Activity:
Word for word, copy out the records given below.

Start of Record set

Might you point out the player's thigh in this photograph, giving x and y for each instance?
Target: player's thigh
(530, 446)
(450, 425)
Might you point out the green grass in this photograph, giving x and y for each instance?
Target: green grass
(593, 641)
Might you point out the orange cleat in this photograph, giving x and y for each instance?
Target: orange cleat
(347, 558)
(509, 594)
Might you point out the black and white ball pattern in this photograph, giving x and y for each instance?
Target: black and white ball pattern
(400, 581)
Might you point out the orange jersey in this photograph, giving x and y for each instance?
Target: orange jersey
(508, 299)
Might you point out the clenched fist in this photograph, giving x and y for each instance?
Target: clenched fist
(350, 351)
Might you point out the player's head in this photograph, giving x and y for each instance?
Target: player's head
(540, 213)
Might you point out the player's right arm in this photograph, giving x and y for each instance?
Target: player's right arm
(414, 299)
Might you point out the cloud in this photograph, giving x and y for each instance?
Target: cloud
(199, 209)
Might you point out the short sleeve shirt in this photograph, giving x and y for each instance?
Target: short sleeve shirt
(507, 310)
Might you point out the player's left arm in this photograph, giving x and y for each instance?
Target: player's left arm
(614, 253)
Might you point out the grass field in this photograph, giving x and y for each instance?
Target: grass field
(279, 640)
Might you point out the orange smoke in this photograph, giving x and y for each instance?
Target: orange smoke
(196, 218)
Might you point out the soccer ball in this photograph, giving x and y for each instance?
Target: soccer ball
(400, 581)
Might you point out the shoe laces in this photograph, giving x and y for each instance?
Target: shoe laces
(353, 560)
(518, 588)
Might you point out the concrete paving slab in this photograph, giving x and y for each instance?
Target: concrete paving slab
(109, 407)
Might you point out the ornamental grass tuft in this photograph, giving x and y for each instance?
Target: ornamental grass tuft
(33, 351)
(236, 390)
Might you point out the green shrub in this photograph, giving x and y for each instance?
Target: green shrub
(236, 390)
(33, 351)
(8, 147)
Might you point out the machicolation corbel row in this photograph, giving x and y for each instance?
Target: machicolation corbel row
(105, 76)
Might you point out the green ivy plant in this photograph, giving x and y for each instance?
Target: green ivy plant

End of Record set

Exercise output:
Might you point out the player's thigh in this photograph, giving x and y for each instance?
Target: player's thigh
(530, 446)
(450, 425)
Might you point out the green grass in this photograph, giving x and y for each instance?
Target: green grass
(593, 641)
Might you point out the orange cleat in this photograph, giving x and y for each instance?
Target: orange cleat
(347, 558)
(509, 594)
Might you point out the black and white ball pattern in this photograph, giving x and y for each instance?
Target: black and white ball pattern
(400, 581)
Might you point out the orange jersey in this photograph, giving x and y for each instance?
Target: orange jersey
(508, 299)
Might you point out the clenched fist in this photograph, giving x and y for each instance?
Target: clenched fist
(350, 351)
Might you point out the player's head in this photograph, giving x and y for each instance?
Target: player's head
(540, 213)
Might you point out the player's right arm in this photograph, giving x and y for each instance?
Target: player's right arm
(414, 299)
Might you point out the cloud in this photograph, giving x and y for each instance?
Target: cloud
(199, 209)
Might you point out the short sleeve shirt in this photograph, giving x and y for each instance?
Target: short sleeve shirt
(507, 310)
Might you point out the player's left arm in this photograph, giving x and y for each instance?
Target: player's left arm
(614, 253)
Might you point out the grass field in this photograph, giving x and y for each instance?
Target: grass field
(279, 640)
Might you point out the orange smoke in this photograph, giving x and y for each instance?
Target: orange smoke
(196, 218)
Might you point out the soccer ball in this photograph, giving x and y for each instance?
Target: soccer ball
(400, 581)
Might you point out the shoe laces in this photograph, giving x and y for each instance?
Target: shoe laces
(353, 560)
(518, 588)
Might you point out the concrete paving slab in this photograph, giving x and y for each instance?
Target: concrete paving slab
(109, 407)
Might you point out the ornamental grass tuft in this photograph, giving x and y for each instance?
Target: ornamental grass tuft
(33, 351)
(236, 390)
Might you point out the green shrub in this photograph, giving x and y for each instance?
Target: green shrub
(236, 390)
(33, 351)
(8, 147)
Might you point out the machicolation corbel row in this photograph, giving x and y for each instance?
Target: machicolation corbel row
(105, 76)
Might you point out the green ivy plant in this photograph, giving x and y for each instance?
Target: green ivy plant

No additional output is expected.